AUFGABE: Wie lautet der Satz „Georg Salzmanns Liebe zu den verbotenen Büchern begann im Juni 1945.“ von der Seite über die verbrannten Bücher auf Englisch?

SEITE:
· · ·

Hüter der verlorenen Bücher

Foto: epd-bild/Simon Laufer
Vor 80 Jahren, am 10. Mai 1933, verbrannten die Nazis Zehntausende Bücher. Georg P. Salzmann aus Gräfelfing (Foto vom 30.04.2013) sammelte die verfemte Literatur sein Leben lang, um sie vor dem Vergessen zu bewahren.
Hüter der verlorenen Bücher
Vor 80 Jahren, am 10. Mai 1933, verbrannten die Nazis Zehntausende Bücher. Georg P. Salzmann aus Gräfelfing sammelte die verfemte Literatur sein Leben lang, um sie vor dem Vergessen zu bewahren. Heute ist sie in Augsburg öffentlich zugänglich.
10.05.2013
epd
Simon P. Laufer

Georg Salzmanns Liebe zu den verbotenen Büchern begann im Juni 1945. Schon vorher hatte er gerne gelesen: Nazi-Schriftsteller wie Erich Dwinger oder Hugo Bernatziks "Völkerkunde". Alles andere hatte ihm sein Vater, ein überzeugter Nazi, verboten. Selbst Karl May stand auf dem väterlichen Index.

· · ·

AUFGEFÜHRTE DATENSÄTZE:
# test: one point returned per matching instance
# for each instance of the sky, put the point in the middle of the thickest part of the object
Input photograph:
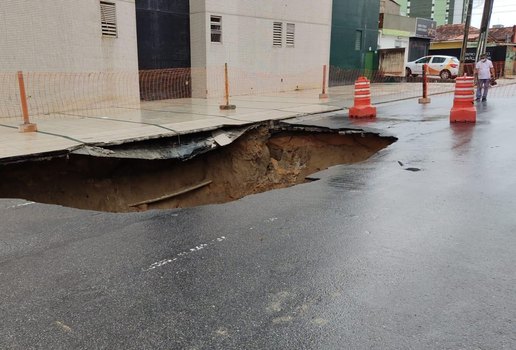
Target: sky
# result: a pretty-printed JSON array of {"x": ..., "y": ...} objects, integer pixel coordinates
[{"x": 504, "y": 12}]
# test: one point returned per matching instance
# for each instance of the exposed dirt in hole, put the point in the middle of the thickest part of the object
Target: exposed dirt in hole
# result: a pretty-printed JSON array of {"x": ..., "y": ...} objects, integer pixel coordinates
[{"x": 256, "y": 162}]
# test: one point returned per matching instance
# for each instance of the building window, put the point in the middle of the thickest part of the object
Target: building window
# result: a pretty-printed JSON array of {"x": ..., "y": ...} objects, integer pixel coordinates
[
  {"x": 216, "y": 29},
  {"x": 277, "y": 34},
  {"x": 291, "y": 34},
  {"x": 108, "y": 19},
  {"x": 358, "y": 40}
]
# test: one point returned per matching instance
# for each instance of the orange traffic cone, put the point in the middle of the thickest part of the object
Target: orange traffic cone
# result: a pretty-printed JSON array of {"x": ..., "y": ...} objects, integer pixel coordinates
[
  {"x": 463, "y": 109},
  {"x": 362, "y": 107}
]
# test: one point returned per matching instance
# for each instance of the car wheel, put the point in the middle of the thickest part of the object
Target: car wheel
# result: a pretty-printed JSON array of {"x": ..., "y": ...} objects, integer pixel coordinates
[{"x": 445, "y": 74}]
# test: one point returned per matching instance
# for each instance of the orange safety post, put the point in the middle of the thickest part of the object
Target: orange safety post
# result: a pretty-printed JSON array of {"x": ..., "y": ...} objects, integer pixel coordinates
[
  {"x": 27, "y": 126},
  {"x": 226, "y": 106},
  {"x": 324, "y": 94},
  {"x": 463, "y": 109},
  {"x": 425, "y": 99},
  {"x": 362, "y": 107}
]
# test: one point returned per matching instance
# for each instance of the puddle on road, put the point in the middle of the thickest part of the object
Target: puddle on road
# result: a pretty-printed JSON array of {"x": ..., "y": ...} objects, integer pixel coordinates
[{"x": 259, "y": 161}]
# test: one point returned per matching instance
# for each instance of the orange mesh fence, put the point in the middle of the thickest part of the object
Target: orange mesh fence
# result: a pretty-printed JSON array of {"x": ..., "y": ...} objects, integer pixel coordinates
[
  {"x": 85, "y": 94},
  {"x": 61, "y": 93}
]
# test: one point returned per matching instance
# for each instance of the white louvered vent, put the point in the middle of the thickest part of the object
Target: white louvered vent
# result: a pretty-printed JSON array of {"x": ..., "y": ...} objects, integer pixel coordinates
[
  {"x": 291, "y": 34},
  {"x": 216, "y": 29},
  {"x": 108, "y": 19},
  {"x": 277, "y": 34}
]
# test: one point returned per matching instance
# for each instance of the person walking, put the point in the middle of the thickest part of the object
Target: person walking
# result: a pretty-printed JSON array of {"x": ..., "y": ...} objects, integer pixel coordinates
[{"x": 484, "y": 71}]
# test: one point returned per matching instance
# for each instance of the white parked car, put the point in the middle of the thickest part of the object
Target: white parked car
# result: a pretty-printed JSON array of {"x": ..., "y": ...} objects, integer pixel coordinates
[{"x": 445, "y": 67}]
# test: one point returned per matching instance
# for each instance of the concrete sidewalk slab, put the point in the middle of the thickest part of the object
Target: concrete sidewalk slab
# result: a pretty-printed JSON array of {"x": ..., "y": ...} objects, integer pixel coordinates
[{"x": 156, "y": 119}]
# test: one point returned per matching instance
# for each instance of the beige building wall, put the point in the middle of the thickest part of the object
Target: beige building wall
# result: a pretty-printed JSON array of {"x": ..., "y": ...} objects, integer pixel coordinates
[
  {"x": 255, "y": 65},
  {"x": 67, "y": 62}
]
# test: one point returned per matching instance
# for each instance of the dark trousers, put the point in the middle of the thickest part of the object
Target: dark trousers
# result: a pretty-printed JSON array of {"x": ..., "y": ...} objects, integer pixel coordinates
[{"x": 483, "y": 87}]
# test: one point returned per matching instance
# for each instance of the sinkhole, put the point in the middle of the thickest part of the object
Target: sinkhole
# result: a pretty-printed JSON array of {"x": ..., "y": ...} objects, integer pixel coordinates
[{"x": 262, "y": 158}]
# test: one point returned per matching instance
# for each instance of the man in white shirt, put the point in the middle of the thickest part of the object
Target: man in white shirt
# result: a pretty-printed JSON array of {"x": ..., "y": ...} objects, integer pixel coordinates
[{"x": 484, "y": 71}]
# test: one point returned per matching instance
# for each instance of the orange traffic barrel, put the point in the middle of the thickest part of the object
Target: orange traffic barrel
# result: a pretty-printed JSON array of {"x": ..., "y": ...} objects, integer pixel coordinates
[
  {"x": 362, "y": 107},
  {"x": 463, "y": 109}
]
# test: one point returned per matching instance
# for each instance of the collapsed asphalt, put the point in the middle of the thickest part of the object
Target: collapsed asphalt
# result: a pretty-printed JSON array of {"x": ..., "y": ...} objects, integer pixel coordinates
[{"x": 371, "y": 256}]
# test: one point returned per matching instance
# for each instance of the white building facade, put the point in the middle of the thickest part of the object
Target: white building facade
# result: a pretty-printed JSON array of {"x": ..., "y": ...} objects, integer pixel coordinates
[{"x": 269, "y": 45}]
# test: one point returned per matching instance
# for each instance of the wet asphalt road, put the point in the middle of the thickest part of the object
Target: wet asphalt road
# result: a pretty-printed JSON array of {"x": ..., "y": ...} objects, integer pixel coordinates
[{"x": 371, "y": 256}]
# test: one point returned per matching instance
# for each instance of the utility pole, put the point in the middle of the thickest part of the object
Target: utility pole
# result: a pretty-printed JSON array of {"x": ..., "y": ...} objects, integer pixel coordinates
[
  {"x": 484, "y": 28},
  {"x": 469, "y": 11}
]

· · ·

SCHRIFTLICHE ANTWORT: Georg Salzmann's love of the banned books began in June 1945.